## Aufgaben:
1) Beantworte anhand des Auszugs über Jana Hensel die folgenden Fragen.
(a) Wie heißt Jana Hensels Debütroman?
(b) Wer berief sie zur stellvertretenden Chefredakteurin?
(c) Wann verließ sie die Wochenzeitung?
2) Übertrage aus dem Auszug über Jana Hensel wortgetreu die Passage, die bei „Jana Hensel baut“ beginnt und bei „wieder mal aufbrandet­e.“ endet.
3) Fasse den Absatz des Auszugs über Jana Hensel, der mit „Im Frühjahr 2012 berief“ beginnt, als knappe Liste zusammen, ohne seine wesentlichen Fakten wegzulassen.

Jana Hensel baut ihren Debütroman »Keinland« auf ein deutsch-deutsch-israelisch­es Gedankenfu­ndament

- Von Martin Hatzius

Im Frühjahr 2012 berief Jakob Augstein sie zur stellvertr­etenden Chefredakt­eurin seiner Wochenzeit­ung »Der Freitag«. Ende 2014 verließ Jana Hensel das Blatt aus nicht näher benannten »persönlich­en Gründen«. In der Zeit dazwischen hatte das Simon-Wiesenthal-Zentrum durch die Aufnahme Augsteins in seine Top-Ten der Urheber antisemiti­scher Verunglimp­fungen eine Kontrovers­e um dessen israelkrit­ische Texte ausgelöst, die später aus neuem Anlass immer wieder mal aufbrandet­e.

## Bereitgestelltes Material:
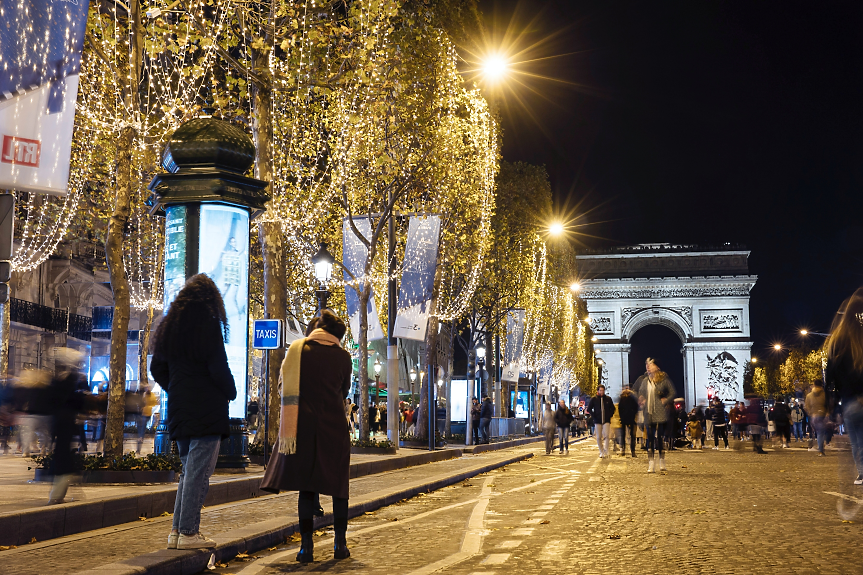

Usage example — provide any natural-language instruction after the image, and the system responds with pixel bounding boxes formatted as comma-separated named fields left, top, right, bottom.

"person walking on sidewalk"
left=746, top=397, right=767, bottom=455
left=554, top=399, right=573, bottom=455
left=261, top=309, right=353, bottom=563
left=150, top=274, right=237, bottom=549
left=541, top=401, right=555, bottom=455
left=638, top=357, right=676, bottom=473
left=587, top=385, right=614, bottom=459
left=470, top=397, right=482, bottom=445
left=819, top=288, right=863, bottom=485
left=791, top=401, right=806, bottom=443
left=617, top=387, right=638, bottom=457
left=710, top=397, right=728, bottom=450
left=479, top=396, right=494, bottom=443
left=773, top=399, right=791, bottom=447
left=803, top=379, right=827, bottom=457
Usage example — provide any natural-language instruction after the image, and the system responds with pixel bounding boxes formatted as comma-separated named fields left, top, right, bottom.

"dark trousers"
left=647, top=422, right=666, bottom=457
left=713, top=424, right=728, bottom=447
left=479, top=417, right=491, bottom=443
left=297, top=491, right=348, bottom=520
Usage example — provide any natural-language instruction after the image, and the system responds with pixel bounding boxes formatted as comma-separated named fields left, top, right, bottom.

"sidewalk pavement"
left=0, top=448, right=533, bottom=575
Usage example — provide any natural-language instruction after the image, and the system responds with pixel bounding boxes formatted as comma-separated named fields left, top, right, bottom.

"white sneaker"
left=177, top=533, right=216, bottom=550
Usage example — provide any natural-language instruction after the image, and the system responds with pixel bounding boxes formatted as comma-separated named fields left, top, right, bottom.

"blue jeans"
left=794, top=421, right=803, bottom=441
left=479, top=417, right=491, bottom=443
left=812, top=415, right=827, bottom=453
left=842, top=398, right=863, bottom=477
left=173, top=435, right=222, bottom=535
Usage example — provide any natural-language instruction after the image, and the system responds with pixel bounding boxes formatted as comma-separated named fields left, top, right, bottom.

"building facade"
left=576, top=244, right=757, bottom=409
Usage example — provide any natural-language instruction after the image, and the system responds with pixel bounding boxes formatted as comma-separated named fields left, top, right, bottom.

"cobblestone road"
left=0, top=450, right=514, bottom=575
left=207, top=442, right=863, bottom=575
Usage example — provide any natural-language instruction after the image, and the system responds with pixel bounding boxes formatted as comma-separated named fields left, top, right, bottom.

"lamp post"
left=410, top=368, right=417, bottom=407
left=312, top=242, right=336, bottom=311
left=375, top=358, right=381, bottom=407
left=476, top=346, right=485, bottom=395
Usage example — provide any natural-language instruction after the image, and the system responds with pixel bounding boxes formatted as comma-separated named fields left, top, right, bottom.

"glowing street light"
left=482, top=54, right=509, bottom=82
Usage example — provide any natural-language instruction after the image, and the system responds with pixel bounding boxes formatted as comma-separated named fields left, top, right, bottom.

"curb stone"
left=76, top=453, right=533, bottom=575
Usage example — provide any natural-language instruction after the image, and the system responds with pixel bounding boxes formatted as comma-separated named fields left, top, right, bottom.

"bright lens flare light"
left=482, top=54, right=508, bottom=82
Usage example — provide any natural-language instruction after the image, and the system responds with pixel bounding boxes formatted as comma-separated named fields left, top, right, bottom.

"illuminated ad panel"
left=197, top=204, right=249, bottom=418
left=164, top=206, right=187, bottom=313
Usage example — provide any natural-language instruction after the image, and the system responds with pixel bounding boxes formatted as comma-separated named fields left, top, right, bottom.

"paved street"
left=207, top=440, right=863, bottom=575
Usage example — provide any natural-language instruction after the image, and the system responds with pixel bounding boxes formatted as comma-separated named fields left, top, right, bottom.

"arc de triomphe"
left=576, top=244, right=757, bottom=409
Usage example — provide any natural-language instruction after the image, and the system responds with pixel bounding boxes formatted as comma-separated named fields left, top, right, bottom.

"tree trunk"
left=0, top=296, right=12, bottom=381
left=357, top=280, right=372, bottom=439
left=252, top=79, right=288, bottom=445
left=138, top=237, right=165, bottom=389
left=105, top=126, right=135, bottom=457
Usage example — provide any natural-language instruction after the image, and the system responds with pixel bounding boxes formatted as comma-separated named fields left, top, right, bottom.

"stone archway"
left=576, top=244, right=757, bottom=408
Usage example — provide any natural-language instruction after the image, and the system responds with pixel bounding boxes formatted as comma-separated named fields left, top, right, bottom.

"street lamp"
left=482, top=54, right=508, bottom=83
left=476, top=345, right=485, bottom=395
left=374, top=357, right=381, bottom=406
left=312, top=242, right=336, bottom=311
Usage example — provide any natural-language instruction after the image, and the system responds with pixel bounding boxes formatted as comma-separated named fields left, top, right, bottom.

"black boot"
left=333, top=517, right=351, bottom=559
left=297, top=519, right=315, bottom=563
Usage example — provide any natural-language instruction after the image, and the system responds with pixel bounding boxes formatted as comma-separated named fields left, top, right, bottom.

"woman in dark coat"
left=261, top=309, right=353, bottom=563
left=150, top=274, right=237, bottom=549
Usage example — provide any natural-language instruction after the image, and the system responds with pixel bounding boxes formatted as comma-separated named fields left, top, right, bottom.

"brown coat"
left=261, top=341, right=353, bottom=499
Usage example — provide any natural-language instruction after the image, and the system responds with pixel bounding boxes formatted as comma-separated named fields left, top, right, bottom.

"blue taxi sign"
left=252, top=319, right=283, bottom=349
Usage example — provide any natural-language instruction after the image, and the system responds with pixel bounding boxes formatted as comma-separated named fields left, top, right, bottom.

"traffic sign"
left=252, top=319, right=284, bottom=349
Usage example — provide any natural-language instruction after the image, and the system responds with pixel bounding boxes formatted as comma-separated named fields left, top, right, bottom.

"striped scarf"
left=279, top=328, right=339, bottom=455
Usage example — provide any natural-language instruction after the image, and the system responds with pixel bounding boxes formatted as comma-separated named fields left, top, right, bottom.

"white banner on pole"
left=0, top=0, right=89, bottom=195
left=393, top=216, right=440, bottom=341
left=342, top=216, right=385, bottom=341
left=500, top=309, right=524, bottom=383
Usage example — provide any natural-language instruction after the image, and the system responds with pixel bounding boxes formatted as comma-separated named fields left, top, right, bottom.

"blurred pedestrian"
left=150, top=274, right=237, bottom=549
left=773, top=399, right=791, bottom=447
left=710, top=397, right=736, bottom=450
left=789, top=401, right=806, bottom=442
left=261, top=309, right=353, bottom=563
left=745, top=397, right=767, bottom=455
left=479, top=396, right=494, bottom=443
left=827, top=288, right=863, bottom=485
left=554, top=399, right=573, bottom=455
left=540, top=401, right=555, bottom=455
left=470, top=397, right=482, bottom=445
left=638, top=357, right=676, bottom=473
left=804, top=379, right=827, bottom=457
left=587, top=385, right=614, bottom=459
left=686, top=408, right=704, bottom=449
left=617, top=387, right=638, bottom=457
left=48, top=347, right=86, bottom=505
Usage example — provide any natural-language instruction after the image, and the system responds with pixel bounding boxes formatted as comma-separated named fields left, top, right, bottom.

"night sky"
left=481, top=0, right=863, bottom=355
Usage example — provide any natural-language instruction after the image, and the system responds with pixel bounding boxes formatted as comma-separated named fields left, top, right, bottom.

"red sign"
left=0, top=135, right=42, bottom=168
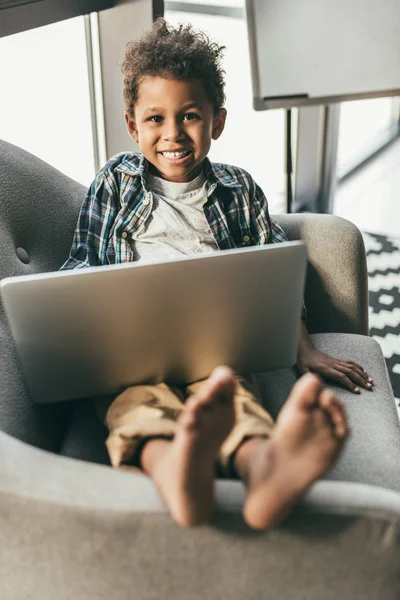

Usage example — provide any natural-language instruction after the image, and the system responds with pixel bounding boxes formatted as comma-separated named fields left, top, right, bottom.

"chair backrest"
left=0, top=140, right=85, bottom=451
left=0, top=140, right=85, bottom=279
left=0, top=141, right=367, bottom=449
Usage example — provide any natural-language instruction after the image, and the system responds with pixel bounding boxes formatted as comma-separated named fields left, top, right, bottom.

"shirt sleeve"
left=255, top=184, right=307, bottom=322
left=60, top=171, right=117, bottom=271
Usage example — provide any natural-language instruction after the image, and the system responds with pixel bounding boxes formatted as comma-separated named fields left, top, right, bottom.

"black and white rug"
left=363, top=233, right=400, bottom=410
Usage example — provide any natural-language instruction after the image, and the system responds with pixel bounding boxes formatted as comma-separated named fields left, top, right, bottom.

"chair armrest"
left=272, top=214, right=369, bottom=335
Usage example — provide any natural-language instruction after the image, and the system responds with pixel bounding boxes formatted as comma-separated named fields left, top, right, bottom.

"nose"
left=163, top=119, right=185, bottom=142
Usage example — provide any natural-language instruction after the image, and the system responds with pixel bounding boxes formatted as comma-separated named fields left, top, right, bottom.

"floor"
left=334, top=139, right=400, bottom=237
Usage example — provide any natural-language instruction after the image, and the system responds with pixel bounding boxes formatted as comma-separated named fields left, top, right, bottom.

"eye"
left=183, top=113, right=200, bottom=121
left=147, top=115, right=162, bottom=123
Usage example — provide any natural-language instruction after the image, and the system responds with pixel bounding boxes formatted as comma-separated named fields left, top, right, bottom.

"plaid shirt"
left=61, top=153, right=287, bottom=269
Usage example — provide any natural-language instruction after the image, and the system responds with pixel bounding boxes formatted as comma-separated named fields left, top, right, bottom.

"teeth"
left=161, top=150, right=190, bottom=158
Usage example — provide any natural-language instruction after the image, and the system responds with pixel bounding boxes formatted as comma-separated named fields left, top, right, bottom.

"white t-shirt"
left=133, top=172, right=218, bottom=261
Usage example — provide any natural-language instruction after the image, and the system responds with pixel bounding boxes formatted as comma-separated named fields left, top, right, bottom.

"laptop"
left=0, top=242, right=307, bottom=403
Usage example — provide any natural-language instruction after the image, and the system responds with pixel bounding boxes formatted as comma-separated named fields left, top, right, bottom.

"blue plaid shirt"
left=61, top=153, right=287, bottom=269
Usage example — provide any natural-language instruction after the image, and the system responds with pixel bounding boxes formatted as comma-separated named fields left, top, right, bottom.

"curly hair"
left=121, top=18, right=225, bottom=117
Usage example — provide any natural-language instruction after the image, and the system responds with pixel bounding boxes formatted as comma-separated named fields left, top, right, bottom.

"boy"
left=64, top=19, right=372, bottom=529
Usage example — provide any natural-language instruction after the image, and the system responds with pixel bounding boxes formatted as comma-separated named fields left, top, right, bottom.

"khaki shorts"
left=98, top=376, right=273, bottom=475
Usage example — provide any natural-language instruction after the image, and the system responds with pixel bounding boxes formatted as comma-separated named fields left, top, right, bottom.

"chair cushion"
left=61, top=333, right=400, bottom=491
left=258, top=333, right=400, bottom=491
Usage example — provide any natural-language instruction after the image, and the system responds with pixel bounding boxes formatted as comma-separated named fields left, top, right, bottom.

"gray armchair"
left=0, top=142, right=400, bottom=600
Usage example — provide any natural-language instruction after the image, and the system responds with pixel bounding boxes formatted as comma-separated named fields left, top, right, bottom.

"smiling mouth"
left=160, top=150, right=191, bottom=160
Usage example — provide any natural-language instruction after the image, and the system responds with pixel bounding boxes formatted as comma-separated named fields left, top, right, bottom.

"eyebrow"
left=144, top=102, right=200, bottom=114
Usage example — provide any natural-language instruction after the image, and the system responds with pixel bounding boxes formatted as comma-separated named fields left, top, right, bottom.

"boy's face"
left=125, top=77, right=226, bottom=183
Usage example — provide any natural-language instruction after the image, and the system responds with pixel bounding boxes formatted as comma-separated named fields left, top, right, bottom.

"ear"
left=125, top=112, right=139, bottom=144
left=212, top=108, right=226, bottom=140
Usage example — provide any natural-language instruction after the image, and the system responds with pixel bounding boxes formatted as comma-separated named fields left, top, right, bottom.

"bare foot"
left=141, top=367, right=235, bottom=527
left=235, top=373, right=348, bottom=529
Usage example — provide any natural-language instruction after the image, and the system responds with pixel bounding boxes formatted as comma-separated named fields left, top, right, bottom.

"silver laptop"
left=0, top=242, right=307, bottom=402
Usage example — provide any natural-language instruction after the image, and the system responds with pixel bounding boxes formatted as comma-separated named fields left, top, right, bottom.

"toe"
left=197, top=367, right=236, bottom=406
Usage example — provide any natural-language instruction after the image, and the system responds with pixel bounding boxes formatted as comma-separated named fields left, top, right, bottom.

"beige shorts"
left=98, top=376, right=273, bottom=474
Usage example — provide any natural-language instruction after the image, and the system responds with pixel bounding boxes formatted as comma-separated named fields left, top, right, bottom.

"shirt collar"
left=115, top=153, right=242, bottom=188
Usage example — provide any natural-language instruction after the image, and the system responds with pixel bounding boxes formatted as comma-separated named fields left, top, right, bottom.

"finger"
left=339, top=360, right=369, bottom=381
left=327, top=369, right=361, bottom=394
left=336, top=365, right=372, bottom=390
left=343, top=360, right=374, bottom=383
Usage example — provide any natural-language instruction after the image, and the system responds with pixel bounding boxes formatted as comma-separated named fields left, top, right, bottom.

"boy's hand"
left=297, top=348, right=374, bottom=394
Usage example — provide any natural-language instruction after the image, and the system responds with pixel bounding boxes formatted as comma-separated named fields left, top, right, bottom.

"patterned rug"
left=363, top=233, right=400, bottom=410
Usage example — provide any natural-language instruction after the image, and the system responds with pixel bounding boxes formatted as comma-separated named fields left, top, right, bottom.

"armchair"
left=0, top=141, right=400, bottom=600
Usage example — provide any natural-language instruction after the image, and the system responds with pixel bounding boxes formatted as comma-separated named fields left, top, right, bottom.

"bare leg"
left=141, top=367, right=235, bottom=527
left=235, top=374, right=348, bottom=529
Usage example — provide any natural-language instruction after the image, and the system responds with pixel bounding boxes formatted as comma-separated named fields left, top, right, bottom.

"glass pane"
left=0, top=17, right=94, bottom=185
left=165, top=11, right=286, bottom=213
left=337, top=98, right=394, bottom=177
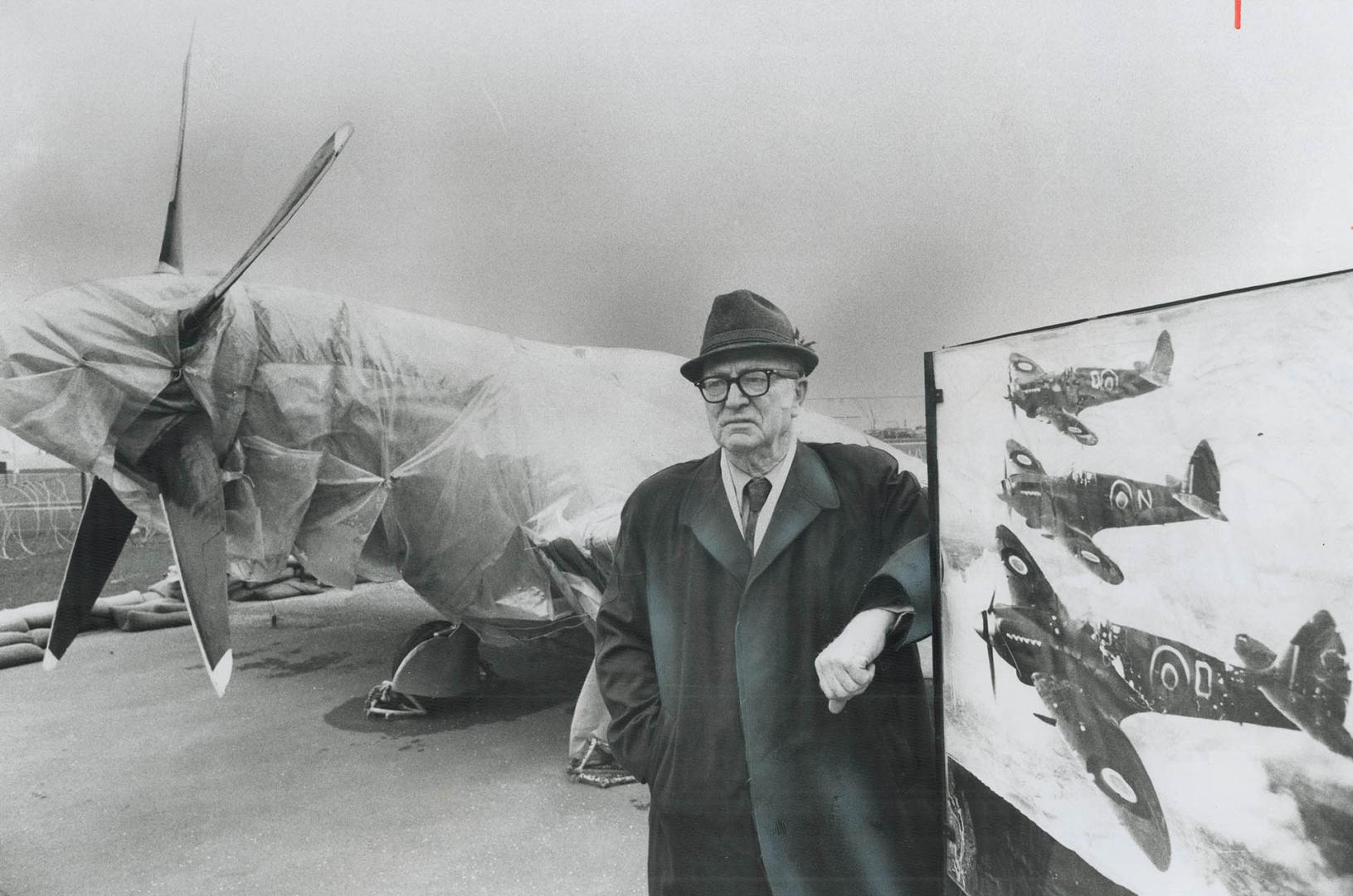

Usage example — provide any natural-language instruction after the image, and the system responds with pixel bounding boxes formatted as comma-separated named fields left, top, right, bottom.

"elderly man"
left=596, top=290, right=941, bottom=896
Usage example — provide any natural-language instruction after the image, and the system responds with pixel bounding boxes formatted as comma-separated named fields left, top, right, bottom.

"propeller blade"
left=982, top=592, right=995, bottom=697
left=157, top=413, right=234, bottom=696
left=42, top=478, right=137, bottom=670
left=156, top=33, right=196, bottom=274
left=180, top=123, right=352, bottom=337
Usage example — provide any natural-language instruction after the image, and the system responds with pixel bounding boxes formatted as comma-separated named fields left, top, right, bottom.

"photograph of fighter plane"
left=977, top=527, right=1353, bottom=870
left=0, top=53, right=924, bottom=693
left=1000, top=439, right=1226, bottom=585
left=1005, top=330, right=1175, bottom=446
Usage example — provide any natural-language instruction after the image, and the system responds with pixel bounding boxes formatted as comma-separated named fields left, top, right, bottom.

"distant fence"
left=0, top=470, right=161, bottom=560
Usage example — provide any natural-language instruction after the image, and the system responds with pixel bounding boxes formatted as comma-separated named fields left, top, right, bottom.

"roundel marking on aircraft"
left=1100, top=766, right=1136, bottom=806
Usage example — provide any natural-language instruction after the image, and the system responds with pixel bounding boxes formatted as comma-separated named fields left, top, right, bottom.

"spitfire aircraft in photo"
left=1000, top=439, right=1226, bottom=585
left=978, top=527, right=1353, bottom=870
left=1005, top=330, right=1175, bottom=446
left=0, top=47, right=913, bottom=693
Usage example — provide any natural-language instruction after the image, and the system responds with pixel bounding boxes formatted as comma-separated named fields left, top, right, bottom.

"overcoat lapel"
left=747, top=442, right=840, bottom=587
left=680, top=450, right=751, bottom=582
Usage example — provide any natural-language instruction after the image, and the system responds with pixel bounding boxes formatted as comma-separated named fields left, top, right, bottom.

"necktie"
left=742, top=476, right=770, bottom=553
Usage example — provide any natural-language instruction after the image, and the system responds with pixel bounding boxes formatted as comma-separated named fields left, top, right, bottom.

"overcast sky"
left=0, top=0, right=1353, bottom=427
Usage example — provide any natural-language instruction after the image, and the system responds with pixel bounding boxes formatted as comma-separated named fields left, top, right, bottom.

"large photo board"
left=929, top=272, right=1353, bottom=896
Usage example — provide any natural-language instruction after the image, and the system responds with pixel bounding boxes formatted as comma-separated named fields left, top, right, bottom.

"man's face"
left=705, top=353, right=808, bottom=457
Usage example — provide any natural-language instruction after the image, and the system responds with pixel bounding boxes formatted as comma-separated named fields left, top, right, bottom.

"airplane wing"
left=1094, top=622, right=1296, bottom=729
left=1235, top=611, right=1353, bottom=758
left=1010, top=352, right=1046, bottom=384
left=1005, top=439, right=1046, bottom=472
left=1038, top=406, right=1098, bottom=446
left=1034, top=673, right=1170, bottom=872
left=1058, top=527, right=1123, bottom=585
left=995, top=525, right=1072, bottom=622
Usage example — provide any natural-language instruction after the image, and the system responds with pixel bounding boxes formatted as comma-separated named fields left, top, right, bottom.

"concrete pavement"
left=0, top=583, right=648, bottom=896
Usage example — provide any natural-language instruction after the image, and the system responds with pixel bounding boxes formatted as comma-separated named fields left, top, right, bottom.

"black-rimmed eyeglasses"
left=695, top=368, right=800, bottom=405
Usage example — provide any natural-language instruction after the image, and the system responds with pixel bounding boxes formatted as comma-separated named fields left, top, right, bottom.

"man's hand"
left=813, top=609, right=897, bottom=713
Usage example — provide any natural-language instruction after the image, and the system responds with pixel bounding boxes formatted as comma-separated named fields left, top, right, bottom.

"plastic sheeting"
left=0, top=275, right=924, bottom=641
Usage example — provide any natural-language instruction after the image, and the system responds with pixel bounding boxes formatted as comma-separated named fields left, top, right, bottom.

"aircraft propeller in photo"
left=1005, top=330, right=1175, bottom=446
left=1000, top=439, right=1227, bottom=585
left=977, top=527, right=1353, bottom=870
left=0, top=50, right=924, bottom=696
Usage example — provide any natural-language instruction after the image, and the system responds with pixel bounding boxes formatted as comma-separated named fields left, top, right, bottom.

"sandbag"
left=13, top=601, right=57, bottom=628
left=146, top=575, right=183, bottom=601
left=90, top=592, right=146, bottom=620
left=0, top=611, right=28, bottom=632
left=112, top=601, right=187, bottom=631
left=236, top=579, right=324, bottom=601
left=0, top=645, right=42, bottom=669
left=122, top=604, right=191, bottom=632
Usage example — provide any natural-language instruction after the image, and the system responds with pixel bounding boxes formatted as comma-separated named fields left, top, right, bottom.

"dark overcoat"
left=596, top=444, right=942, bottom=896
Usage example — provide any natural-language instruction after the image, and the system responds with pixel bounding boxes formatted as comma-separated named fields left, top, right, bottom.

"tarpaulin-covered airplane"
left=1000, top=439, right=1226, bottom=585
left=1005, top=330, right=1175, bottom=446
left=978, top=527, right=1353, bottom=870
left=0, top=49, right=916, bottom=693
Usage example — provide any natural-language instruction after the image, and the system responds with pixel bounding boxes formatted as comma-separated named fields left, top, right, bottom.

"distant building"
left=0, top=429, right=71, bottom=472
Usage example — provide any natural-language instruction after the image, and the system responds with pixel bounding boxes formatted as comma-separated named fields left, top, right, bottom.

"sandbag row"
left=0, top=562, right=328, bottom=669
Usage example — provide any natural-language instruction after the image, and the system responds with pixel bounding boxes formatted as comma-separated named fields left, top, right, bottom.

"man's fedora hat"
left=680, top=290, right=817, bottom=383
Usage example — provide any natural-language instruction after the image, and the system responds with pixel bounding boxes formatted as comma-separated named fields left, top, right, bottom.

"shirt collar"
left=718, top=439, right=798, bottom=532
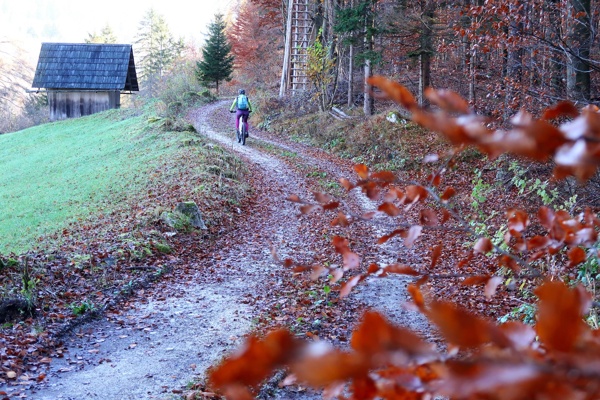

## Lösungen:
1)
(a) »Keinland«
(b) Jakob Augstein
(c) Ende 2014

2)
Jana Hensel baut ihren Debütroman »Keinland« auf ein deutsch-deutsch-israelisch­es Gedankenfu­ndament

- Von Martin Hatzius

Im Frühjahr 2012 berief Jakob Augstein sie zur stellvertr­etenden Chefredakt­eurin seiner Wochenzeit­ung »Der Freitag«. Ende 2014 verließ Jana Hensel das Blatt aus nicht näher benannten »persönlich­en Gründen«. In der Zeit dazwischen hatte das Simon-Wiesenthal-Zentrum durch die Aufnahme Augsteins in seine Top-Ten der Urheber antisemiti­scher Verunglimp­fungen eine Kontrovers­e um dessen israelkrit­ische Texte ausgelöst, die später aus neuem Anlass immer wieder mal aufbrandet­e.

3)
- Im Frühjahr 2012 berief Jakob Augstein Jana Hensel zur stellvertretenden Chefredakteurin seiner Wochenzeitung »Der Freitag«.
- Ende 2014 verließ sie das Blatt aus nicht näher benannten »persönlichen Gründen«.
- In der Zeit dazwischen nahm das Simon-Wiesenthal-Zentrum Augstein in seine Top-Ten der Urheber antisemitischer Verunglimpfungen auf.
- Dadurch entstand eine Kontroverse um seine israelkritischen Texte, die später aus neuem Anlass immer wieder aufbrandete.